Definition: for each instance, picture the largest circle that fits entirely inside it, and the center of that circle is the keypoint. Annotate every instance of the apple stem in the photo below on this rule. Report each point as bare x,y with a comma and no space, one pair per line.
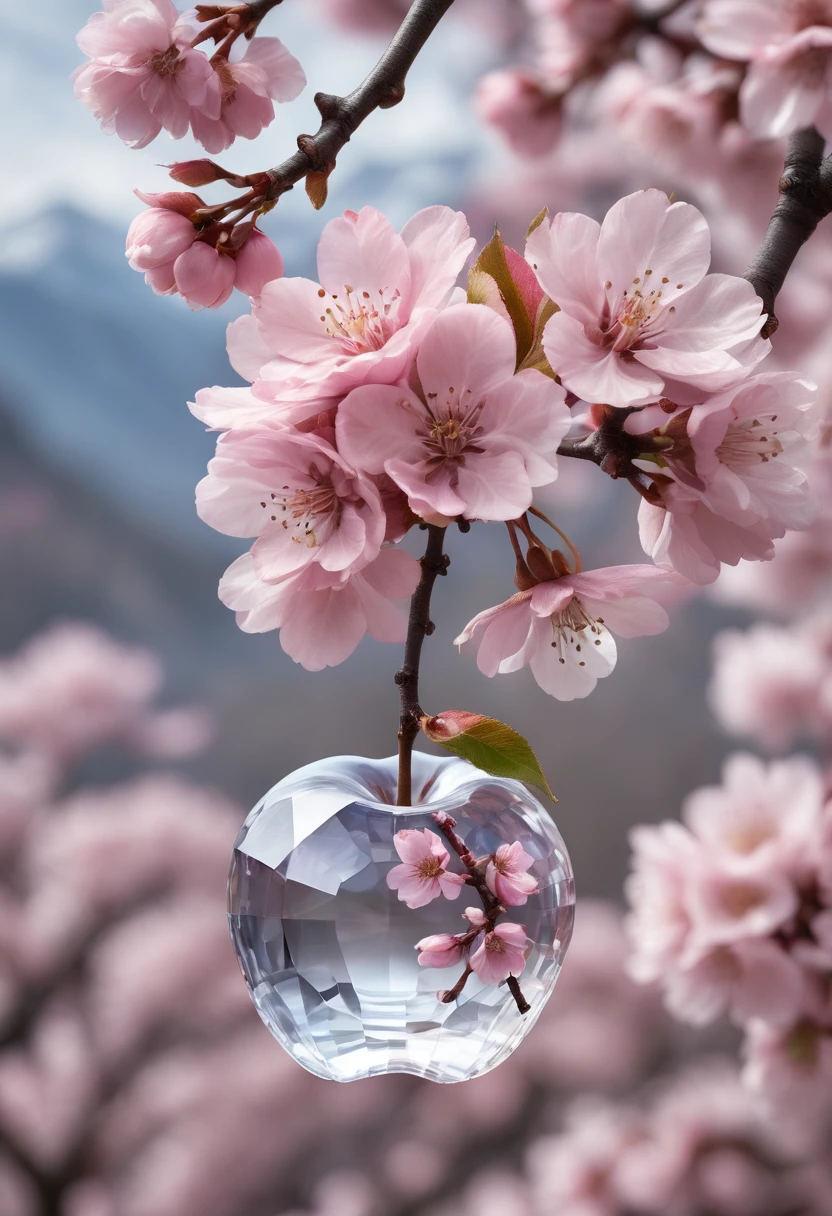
420,626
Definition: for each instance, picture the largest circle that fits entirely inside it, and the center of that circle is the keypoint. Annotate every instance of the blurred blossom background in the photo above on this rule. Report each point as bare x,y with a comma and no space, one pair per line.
138,725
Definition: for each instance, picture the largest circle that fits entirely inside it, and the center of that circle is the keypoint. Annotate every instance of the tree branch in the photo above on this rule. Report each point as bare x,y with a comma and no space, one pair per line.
805,198
419,628
341,116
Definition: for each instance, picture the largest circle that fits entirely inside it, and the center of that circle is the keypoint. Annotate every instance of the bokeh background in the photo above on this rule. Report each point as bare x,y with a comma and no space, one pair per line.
135,1079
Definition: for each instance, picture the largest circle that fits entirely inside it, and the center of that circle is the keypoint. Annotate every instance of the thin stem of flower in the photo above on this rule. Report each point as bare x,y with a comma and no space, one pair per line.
420,626
573,550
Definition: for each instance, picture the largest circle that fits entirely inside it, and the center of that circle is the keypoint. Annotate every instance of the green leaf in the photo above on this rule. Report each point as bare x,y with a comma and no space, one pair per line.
488,744
493,262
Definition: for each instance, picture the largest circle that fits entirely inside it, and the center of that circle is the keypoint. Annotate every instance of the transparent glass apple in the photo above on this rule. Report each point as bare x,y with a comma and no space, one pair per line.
329,950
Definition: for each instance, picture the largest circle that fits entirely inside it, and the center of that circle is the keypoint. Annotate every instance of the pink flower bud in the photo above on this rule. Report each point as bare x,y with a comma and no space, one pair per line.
183,201
203,276
258,263
449,724
197,173
157,237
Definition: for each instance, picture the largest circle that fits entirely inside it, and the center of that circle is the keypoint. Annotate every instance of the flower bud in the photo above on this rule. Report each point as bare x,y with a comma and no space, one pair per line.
198,173
449,724
258,262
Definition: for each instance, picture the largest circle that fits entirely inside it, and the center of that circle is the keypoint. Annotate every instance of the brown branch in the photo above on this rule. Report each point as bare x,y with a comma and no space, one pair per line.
805,198
342,116
406,677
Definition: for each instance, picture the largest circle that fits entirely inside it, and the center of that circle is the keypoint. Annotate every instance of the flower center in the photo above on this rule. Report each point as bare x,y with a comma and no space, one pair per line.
166,63
299,511
751,442
636,314
360,322
451,428
429,867
574,631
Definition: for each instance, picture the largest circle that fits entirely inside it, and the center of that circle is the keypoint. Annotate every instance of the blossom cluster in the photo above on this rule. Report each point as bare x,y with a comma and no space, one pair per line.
732,912
773,684
147,73
492,951
383,395
693,1144
684,71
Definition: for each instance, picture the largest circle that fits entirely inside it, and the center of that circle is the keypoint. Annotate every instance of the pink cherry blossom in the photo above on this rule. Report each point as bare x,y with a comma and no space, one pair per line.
440,950
298,496
476,917
800,573
179,255
766,684
144,74
665,857
639,315
245,409
377,291
73,688
563,628
322,615
423,874
251,85
161,234
788,46
476,438
506,874
752,978
500,953
791,1070
763,817
522,110
737,480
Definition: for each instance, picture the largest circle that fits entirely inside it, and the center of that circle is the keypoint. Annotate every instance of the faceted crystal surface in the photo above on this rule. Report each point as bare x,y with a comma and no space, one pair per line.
329,950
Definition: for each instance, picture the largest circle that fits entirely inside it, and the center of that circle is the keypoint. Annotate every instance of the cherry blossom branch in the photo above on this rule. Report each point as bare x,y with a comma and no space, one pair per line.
342,116
420,626
805,198
492,906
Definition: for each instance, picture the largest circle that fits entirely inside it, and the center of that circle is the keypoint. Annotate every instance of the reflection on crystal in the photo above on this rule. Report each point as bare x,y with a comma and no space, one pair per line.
329,950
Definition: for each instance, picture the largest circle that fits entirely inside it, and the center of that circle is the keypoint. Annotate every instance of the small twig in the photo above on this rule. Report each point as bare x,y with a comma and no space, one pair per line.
805,198
419,628
342,116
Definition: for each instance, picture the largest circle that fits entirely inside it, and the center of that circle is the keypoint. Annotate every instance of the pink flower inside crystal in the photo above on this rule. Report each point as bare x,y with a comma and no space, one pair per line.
507,874
440,950
423,874
500,953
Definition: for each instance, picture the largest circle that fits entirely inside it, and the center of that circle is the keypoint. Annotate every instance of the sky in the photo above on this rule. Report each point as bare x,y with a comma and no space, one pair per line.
54,151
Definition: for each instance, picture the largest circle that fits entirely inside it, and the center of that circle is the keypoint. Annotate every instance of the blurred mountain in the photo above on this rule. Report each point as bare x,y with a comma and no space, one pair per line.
96,370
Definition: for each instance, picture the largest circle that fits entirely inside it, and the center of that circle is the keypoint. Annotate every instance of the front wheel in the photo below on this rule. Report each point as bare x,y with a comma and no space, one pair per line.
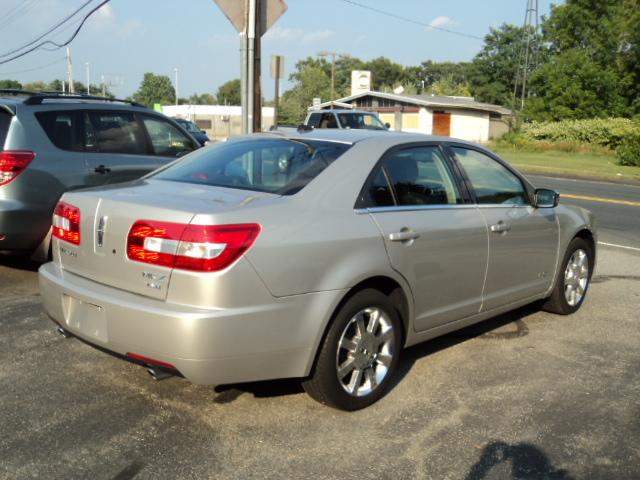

————————

■ Exercise ■
The listing is to be repeated exactly, with its pictures removed.

■ Your solution ■
Definition: for each instance, picture the largest circle that fits entirely inside it, and the center of that circle is the keypoint. Annotate every instance of the apple stem in the photo below on this rule. Report each point as bare x,y with a comma and no space, one pair per line.
420,626
Definition: for each instance, picture the largest circle that fits entirely inside it, and the center of that circle is the keypoint. Annotate every instance of the blurred blossom background in the photo above on this rule. Report each point as bare x,y with a comma and no space, one pair per line.
138,725
Definition: for each instance, picture the largest circle that fits entirely inside it, and the center of that circle is the keypoint. Annotate every instance of the tree branch in the photo above on this rule. Report each point as bare x,y with a comma and no space, one pair per line.
805,198
419,628
341,116
Definition: for each instance, picture the largest circle that fits entirely inside it, and the center of that circle is the keypoint. Annotate every instance of the bokeh background in the photo above on this rule. Report each point as bare x,y with a comma and no space, one pair per line.
135,1079
Definition: for each instance, picture the largest circle that fits entirely inside it, and the center of that circle is the keypoint. Annotate every instance of the thin stem of flower in the photo above on this rule. Report each point as bare x,y with a comma and no space, one pair per line.
420,626
573,550
Definition: for each instance, picture the largest circle that fits entirely inside it, and the center of that circle is the keypoint. Annotate every instance of the green leaf in the photo above on this rule. Report each point as bare x,y with a comma and no space, one pair per line.
488,744
493,262
Definition: for each instance, picture the largest circle that fits entirely inside it, and the center of that circle is the keypoint. Annotate every instance of the transparent glass apple in the photo above on this rule. Report each point as bare x,y with a comma and no space, one pair per line.
329,950
Definition: for each instance, picture the largest circle that fits entirely inside it, and the center of that circle is the keypoint. Annotate every instance of the pink flower bud in the photo above on this rule. Report each point as bare x,y with a comma and no space, one pair per line.
183,201
203,276
258,263
449,724
197,173
157,237
Definition: for each instance, picture the largest circle that fits entirely inside it, and the center of that circle is the keypoint. Annotate every instance of the flower bud in the photo above on this rule. Report each point as bare x,y with a comma and no space, one pair per line.
198,173
449,724
258,262
Definition: for each instance, picture the largest circle that fits entirely inside it, and the center of that circle is the keypoint. Annotate every instance of the brown branch in the photo above on this rule. Report each point as bare x,y with a comma and no space, one pair per line.
805,198
342,116
406,677
Definition: for each instance, picture the largest circle that fits entirely inside it, and the center of that circle is the keypoint. Annotate every instance of the flower center in the photo above on this rule. Report each point as bare x,y with a comma and no space, one pair per line.
166,63
299,511
751,442
636,314
360,322
451,428
429,867
574,631
Definition: for each instance, picture the largest circle that fits entirely inside it, and the center of that circle is the keypoint. Annotate every instance of the blossom cluster in the photo above on this rule. Report each point as bare x,y with a comma and no space, one pair per line.
732,912
773,684
147,73
492,951
383,395
693,1144
684,71
Definition: for each instance, picture the largest circle that fits entirely inside it, and the center of that circle is the keypoint. Annotate every instance of the pink cherry blossom in the photo above on this rule. Report each point as bare x,y with a comma and no space, one pair per line.
440,950
298,496
476,917
800,573
179,255
766,684
144,74
665,857
639,315
245,409
377,291
73,688
563,628
322,615
423,874
251,85
161,234
788,46
476,438
506,874
752,978
500,953
791,1070
763,817
522,110
737,480
Definition: for each instance, picture the largest circle that fits entirely inside it, and the center of that circle is the keypoint. Annotate every instance of the faceted crystal surface in the photo above on this rule. Report each point as bare x,y with a comma and no space, one pair per line.
329,950
Definition: for each instance, picture the largest circle that fits entirely inside it, and the center of that circle is the keypoint. Annotate every instance of the cherry blossom branch in the photo above on this rule. Report each point as bare x,y with a comma and no space, one pair per line.
342,116
420,626
805,198
492,906
Definition: for each instance, picture the largest circle that fits entirely inside it, and the center of that circle is the keypoint. Annotate every instance of the reflection on crystal in the photo above on this rule. Report each point as bare x,y with a comma and no space, one pair per line.
329,950
Definition: for each instance, picture the largest circle that fits entirely inside it, and the center of that circle is the keypoint. Annotate every instance of the small twig in the photo above on this rule. Report each point as bare x,y with a comma and no space, one pair per line.
805,198
419,628
342,116
Definition: for each instance, picture the largest circle that fits entirely inside it, and the center of that circle is the keypoint. Annotate every instance of the pink flower inside crystal in the photo above on this rule. Report each point as bare x,y with a comma and no space, one pair per line.
507,874
440,950
423,874
500,953
Definition: for each instance, picture the largest circle that fits entirely inside it, and the center of that circle is the keypoint. Annotate every instance of the sky in the photo above on this rule. Report each point as bare x,y with a comma and no space, one pair per line.
54,151
Definition: for each instance, picture the largest circle that fits entirely inside it, and the center of that circle is the keypoint. Annotate every instance of the blurred mountain in the photo above on this rule. Report each point as bare x,y with a comma and no space, one pair per line.
96,370
Definition: for each instance, picture the largest circle that fits entirely inside it, and the center of that circle is the keypoint. Annotate every instance of the front wheel in the photo below on this rule. Report each point as bare x,y with a comma and no space, one pair per line.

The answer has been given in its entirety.